### Source text
::::::

It follows, from what has been said, the plaintiff could not maintain the action brought, and that the judgment of the district court is right upon the merits, and must be affirmed. All the justices concurring.

(65 Kan. 117)

STATE ex rel. BALES v. BAKER, (Supreme Court of Kansas, Division No. 1. June 7, 1902.)

BASTARDY-DISMISSAL OF PROCEEDINGS

EFFECT.

1. The prosecutrix in a bastardy proceeding, although a minor, may at any time before final judgment, and without the consent of the county attorney or other person, dismiss the proceeding, if she shall enter of record an admission that provision for the maintenance of the child has been made to her satisfaction.

2. Such admission and dismissal, if obtained without deception or fraud, is binding upon the prosecutrix and the state, and is an effectual bar to another prosecution for the same cause and purpose.

(Syllabus by the Court.)

Error from district court, Sedgwick county; D. M. Dale, Judge.

Action by the state, on the relation of Nellie Bales, against Albert Baker. Judgment for defendant, and plaintiff brings error. Affirmed.

Argued before DOSTER, C. J., and JOHNSTON, CUNNINGHAM, and ELLIS, JJ.

James F. Conly, Co. Atty., and Amidon & Conly, for plaintiff in error. T. B. Wall, for defendant in error.

::::::

### What to do
a: Answer these about the Kansas case excerpt:
(i) From which county's district court was error brought?
(ii) Who appeared for the defendant in error?
(iii) On what date did the Supreme Court of Kansas decide the case?
b: Quote the Kansas case excerpt from "It follows, from" up to and including "the justices concurring.".

::::::

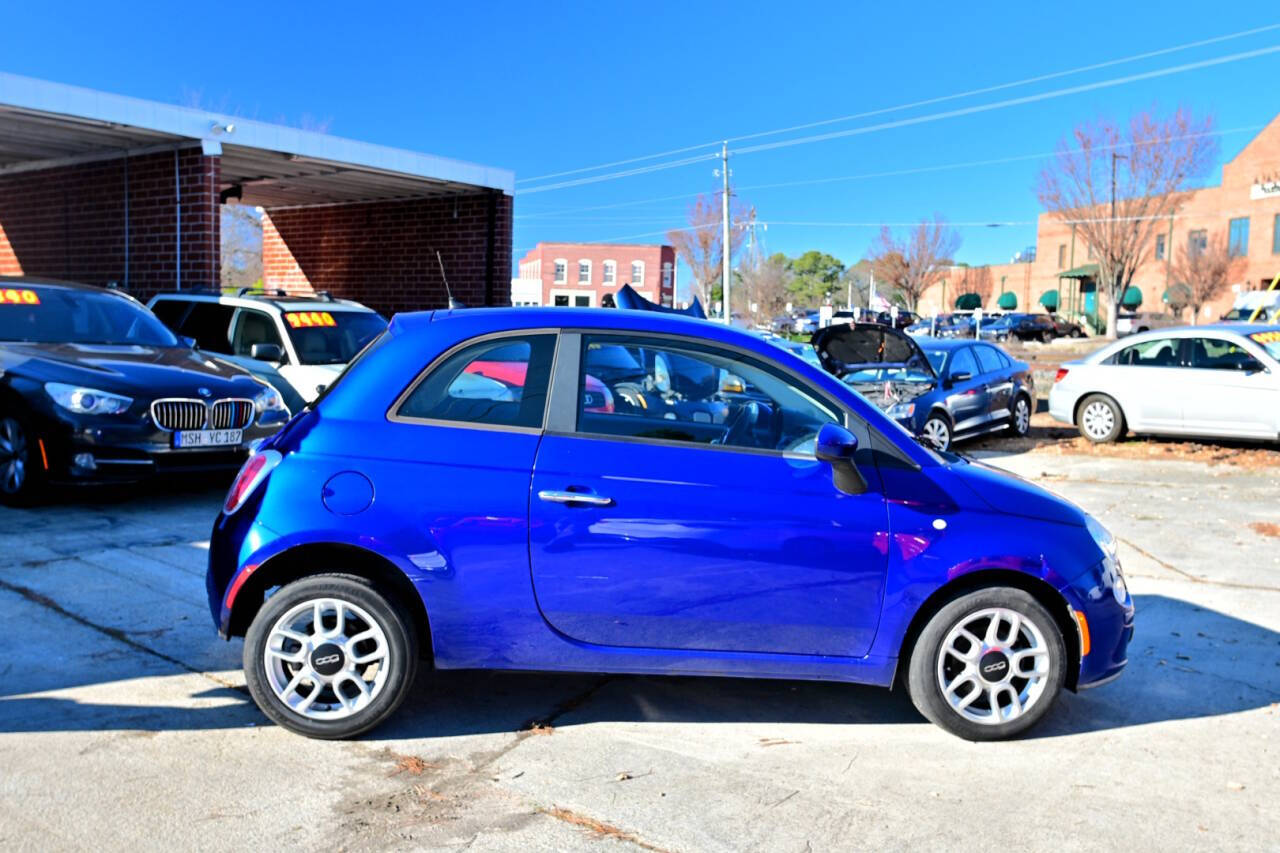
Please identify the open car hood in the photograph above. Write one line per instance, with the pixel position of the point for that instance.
(845, 349)
(627, 299)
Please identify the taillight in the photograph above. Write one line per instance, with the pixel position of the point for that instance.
(250, 477)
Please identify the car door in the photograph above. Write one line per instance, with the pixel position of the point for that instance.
(997, 381)
(704, 520)
(967, 398)
(1230, 391)
(1150, 383)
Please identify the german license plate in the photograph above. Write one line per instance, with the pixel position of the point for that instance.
(206, 437)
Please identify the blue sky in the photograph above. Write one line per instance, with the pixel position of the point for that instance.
(545, 89)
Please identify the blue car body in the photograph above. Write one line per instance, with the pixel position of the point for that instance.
(708, 560)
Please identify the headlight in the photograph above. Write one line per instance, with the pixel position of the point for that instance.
(86, 401)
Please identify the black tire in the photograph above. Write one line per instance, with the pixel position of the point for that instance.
(937, 430)
(402, 649)
(929, 666)
(1095, 424)
(1019, 424)
(22, 464)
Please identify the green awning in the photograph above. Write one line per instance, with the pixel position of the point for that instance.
(1088, 270)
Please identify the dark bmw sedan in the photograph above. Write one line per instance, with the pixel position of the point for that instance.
(941, 389)
(95, 388)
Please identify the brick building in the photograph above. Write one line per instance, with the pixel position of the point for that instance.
(97, 187)
(1244, 205)
(588, 274)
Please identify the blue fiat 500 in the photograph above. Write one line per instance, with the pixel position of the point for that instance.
(616, 491)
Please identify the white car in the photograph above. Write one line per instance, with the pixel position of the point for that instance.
(307, 340)
(1207, 381)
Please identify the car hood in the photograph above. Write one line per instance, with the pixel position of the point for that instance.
(133, 370)
(1011, 495)
(856, 346)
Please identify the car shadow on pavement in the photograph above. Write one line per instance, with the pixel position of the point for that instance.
(1185, 662)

::::::

### Responses to the tasks
a:
(i) Sedgwick county
(ii) T. B. Wall
(iii) June 7, 1902

b:
It follows, from what has been said, the plaintiff could not maintain the action brought, and that the judgment of the district court is right upon the merits, and must be affirmed. All the justices concurring.